* Begin PROVIDED DATA *

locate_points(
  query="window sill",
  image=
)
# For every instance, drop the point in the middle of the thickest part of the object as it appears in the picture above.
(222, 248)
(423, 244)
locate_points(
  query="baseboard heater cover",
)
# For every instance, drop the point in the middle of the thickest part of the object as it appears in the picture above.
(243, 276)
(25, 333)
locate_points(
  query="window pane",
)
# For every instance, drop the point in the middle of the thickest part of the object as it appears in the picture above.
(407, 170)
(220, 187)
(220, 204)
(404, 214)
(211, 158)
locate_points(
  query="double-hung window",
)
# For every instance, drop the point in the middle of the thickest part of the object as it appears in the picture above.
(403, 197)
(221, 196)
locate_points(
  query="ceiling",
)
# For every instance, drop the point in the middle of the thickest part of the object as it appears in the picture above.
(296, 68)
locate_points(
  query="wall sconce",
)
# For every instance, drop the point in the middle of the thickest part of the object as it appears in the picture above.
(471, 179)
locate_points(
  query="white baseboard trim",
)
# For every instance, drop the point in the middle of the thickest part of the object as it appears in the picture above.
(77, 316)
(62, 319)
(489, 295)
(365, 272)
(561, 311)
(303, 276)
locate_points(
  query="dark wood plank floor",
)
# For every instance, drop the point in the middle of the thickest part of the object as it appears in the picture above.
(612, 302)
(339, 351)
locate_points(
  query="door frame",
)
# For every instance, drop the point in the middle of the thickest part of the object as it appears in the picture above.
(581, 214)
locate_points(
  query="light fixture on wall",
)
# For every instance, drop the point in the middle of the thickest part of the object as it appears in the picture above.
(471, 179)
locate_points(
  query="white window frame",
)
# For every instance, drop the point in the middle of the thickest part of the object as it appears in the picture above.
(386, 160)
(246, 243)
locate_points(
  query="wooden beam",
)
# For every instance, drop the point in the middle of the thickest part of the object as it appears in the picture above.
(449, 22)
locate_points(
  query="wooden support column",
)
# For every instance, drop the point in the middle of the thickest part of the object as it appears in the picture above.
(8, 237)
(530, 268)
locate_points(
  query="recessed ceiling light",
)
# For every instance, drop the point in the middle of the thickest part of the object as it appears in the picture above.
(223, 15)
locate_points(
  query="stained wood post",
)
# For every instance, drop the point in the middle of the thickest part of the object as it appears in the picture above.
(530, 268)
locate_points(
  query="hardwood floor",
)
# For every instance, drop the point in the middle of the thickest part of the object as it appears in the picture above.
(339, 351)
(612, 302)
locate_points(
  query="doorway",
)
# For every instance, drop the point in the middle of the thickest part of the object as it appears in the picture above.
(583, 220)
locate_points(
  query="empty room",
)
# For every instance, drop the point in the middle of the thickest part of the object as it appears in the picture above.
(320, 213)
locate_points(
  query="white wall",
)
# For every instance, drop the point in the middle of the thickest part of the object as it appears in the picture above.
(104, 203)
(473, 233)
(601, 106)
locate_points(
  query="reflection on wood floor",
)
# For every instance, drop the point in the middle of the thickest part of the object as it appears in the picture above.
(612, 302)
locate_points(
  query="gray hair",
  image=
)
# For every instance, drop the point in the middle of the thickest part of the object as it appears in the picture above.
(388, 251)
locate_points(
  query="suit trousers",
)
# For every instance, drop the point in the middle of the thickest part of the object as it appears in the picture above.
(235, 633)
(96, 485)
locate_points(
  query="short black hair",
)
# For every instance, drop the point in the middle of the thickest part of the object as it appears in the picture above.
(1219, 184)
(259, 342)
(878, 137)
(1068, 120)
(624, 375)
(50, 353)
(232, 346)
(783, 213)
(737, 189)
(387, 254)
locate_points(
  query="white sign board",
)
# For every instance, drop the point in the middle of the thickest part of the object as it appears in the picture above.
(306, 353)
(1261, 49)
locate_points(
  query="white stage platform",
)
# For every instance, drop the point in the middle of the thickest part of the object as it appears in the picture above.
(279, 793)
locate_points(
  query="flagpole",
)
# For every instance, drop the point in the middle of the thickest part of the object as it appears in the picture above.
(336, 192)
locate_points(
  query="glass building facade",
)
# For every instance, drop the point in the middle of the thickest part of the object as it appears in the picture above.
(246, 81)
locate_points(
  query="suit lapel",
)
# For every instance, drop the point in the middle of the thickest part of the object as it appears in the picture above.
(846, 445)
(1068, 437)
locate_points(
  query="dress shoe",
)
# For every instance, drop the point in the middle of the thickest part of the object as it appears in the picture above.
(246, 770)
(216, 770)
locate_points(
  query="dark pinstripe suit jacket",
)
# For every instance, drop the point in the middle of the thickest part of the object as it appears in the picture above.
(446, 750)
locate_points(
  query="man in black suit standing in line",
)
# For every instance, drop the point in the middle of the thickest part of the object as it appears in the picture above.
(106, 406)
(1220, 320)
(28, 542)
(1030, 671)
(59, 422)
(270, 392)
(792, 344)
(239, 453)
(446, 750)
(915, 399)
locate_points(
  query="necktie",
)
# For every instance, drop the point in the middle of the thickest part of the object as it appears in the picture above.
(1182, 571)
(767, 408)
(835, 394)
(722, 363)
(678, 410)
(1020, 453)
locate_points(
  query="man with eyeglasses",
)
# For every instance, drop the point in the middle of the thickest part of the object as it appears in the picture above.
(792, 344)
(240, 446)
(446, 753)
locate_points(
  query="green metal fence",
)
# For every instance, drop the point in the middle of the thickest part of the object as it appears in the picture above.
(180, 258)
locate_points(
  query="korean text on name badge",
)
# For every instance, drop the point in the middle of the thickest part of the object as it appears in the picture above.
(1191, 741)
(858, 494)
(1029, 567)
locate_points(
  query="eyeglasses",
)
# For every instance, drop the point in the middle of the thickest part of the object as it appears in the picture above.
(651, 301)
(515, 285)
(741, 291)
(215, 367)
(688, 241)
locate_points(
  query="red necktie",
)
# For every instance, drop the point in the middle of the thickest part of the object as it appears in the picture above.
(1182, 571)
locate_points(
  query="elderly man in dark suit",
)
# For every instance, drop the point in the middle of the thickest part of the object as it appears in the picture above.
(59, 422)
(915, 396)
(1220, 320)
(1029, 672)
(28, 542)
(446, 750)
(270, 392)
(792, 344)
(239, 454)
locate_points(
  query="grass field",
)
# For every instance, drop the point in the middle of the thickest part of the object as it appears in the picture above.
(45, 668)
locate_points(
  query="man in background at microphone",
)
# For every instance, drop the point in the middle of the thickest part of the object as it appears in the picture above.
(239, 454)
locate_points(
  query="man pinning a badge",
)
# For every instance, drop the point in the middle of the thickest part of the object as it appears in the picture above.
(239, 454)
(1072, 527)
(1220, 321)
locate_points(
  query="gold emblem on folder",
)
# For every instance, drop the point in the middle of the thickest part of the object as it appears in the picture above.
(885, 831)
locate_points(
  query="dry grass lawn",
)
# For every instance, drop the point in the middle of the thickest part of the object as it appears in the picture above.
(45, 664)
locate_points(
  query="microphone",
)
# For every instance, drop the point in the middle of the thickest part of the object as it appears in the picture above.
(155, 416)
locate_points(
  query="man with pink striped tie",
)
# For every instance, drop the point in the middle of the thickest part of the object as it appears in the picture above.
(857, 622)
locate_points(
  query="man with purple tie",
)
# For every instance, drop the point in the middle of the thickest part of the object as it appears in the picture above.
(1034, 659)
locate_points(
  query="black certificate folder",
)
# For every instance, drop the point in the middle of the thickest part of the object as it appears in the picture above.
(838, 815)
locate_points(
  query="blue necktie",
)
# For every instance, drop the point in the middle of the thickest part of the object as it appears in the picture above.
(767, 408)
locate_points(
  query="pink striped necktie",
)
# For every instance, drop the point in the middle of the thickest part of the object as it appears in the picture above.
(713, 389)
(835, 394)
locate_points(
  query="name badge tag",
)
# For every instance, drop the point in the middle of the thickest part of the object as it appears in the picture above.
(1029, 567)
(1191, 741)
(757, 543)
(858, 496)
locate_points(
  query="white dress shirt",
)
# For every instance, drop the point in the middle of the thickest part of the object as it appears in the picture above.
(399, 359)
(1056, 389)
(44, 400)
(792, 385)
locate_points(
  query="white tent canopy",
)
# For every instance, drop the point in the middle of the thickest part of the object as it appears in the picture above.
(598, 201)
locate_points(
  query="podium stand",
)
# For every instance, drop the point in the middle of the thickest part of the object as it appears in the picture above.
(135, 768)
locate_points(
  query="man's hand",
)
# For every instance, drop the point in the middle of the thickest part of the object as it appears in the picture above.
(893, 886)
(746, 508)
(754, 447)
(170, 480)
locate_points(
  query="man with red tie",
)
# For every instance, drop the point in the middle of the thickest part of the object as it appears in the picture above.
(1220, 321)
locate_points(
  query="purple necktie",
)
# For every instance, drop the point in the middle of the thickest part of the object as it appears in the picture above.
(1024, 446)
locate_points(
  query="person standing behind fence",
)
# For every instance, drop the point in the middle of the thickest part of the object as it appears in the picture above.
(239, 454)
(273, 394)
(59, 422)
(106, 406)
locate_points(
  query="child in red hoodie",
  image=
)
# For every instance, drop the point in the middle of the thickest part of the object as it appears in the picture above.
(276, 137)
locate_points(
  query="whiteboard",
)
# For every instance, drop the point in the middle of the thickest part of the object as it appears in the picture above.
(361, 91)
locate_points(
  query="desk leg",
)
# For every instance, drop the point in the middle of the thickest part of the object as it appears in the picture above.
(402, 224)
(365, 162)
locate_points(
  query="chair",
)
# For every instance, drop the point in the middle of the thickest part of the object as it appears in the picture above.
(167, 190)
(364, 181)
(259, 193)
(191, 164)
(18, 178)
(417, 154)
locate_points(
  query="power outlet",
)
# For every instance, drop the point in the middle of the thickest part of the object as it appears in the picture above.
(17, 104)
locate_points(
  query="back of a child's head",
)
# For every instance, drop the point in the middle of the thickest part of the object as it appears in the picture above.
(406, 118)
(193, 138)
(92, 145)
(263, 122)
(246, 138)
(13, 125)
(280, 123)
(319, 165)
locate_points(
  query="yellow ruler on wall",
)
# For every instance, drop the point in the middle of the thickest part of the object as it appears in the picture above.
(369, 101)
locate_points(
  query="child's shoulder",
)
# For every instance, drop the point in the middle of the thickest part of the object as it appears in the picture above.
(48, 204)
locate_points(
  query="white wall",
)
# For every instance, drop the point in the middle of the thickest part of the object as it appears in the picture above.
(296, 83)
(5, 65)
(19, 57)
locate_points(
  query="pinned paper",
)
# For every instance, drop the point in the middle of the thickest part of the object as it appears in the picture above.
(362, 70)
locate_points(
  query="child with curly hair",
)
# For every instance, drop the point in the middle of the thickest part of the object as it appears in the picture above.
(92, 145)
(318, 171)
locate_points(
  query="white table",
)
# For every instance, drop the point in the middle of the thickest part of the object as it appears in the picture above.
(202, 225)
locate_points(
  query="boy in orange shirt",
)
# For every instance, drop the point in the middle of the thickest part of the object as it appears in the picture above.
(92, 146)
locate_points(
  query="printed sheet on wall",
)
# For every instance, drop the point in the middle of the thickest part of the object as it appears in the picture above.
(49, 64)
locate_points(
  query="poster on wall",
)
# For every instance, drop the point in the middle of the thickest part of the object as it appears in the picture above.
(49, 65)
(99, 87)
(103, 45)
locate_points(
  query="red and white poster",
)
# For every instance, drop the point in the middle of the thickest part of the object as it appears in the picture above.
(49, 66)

* End PROVIDED DATA *

AIM OF THE EXERCISE — List every line in the items above that contains the string "folder".

COMPLETED TASK —
  query="gold emblem on folder",
  query="black certificate folder",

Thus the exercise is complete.